Among the lines of the records below, copy those that hold the word "flange".
:: PROVIDED ENTRIES ::
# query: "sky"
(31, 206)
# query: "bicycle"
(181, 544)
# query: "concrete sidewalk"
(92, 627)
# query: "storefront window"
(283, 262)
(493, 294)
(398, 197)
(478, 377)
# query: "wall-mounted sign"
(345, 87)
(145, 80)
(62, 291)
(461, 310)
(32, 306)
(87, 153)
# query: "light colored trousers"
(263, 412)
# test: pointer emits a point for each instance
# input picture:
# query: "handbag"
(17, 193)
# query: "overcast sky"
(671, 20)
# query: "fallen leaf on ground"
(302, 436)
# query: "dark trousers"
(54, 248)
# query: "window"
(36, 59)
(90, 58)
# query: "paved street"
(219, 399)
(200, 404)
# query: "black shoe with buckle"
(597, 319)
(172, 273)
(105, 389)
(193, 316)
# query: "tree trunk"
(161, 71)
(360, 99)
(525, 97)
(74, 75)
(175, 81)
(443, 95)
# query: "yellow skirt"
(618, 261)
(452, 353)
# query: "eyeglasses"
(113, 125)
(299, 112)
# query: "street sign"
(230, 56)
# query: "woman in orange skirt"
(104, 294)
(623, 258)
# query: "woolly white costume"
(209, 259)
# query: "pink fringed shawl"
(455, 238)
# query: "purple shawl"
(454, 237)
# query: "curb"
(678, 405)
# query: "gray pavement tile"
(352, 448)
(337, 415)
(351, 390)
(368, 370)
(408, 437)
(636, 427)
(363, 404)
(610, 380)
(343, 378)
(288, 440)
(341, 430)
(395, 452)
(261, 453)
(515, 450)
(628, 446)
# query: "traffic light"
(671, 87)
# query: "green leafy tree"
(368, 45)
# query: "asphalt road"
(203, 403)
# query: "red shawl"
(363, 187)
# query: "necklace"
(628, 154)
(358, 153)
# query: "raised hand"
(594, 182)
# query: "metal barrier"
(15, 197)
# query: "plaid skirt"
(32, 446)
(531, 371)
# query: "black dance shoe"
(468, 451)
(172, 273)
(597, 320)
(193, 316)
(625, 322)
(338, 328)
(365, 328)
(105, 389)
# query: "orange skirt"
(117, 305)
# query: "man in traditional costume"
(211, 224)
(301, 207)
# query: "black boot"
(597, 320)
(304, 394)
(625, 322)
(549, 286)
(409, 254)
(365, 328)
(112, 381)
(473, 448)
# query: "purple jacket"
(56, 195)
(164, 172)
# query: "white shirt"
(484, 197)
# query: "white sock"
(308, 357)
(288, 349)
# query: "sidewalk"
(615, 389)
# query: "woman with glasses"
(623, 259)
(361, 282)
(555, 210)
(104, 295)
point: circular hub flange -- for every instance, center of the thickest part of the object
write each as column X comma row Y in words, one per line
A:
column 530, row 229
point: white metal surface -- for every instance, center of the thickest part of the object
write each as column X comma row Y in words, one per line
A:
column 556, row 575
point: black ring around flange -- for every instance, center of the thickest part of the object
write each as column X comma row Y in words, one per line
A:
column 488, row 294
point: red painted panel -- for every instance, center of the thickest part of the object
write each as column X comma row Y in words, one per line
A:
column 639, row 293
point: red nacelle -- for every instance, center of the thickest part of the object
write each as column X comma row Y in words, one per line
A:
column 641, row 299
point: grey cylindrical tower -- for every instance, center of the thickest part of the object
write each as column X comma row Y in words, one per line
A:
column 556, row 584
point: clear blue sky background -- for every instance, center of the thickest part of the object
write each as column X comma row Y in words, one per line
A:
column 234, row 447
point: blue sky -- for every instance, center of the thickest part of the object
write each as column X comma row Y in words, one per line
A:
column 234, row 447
:::
◆ ANSWER BOX ◆
point: circular hub flange -- for every instance, center of the thickest part of the object
point: black ring around flange -- for every instance, center of the thickest part of the object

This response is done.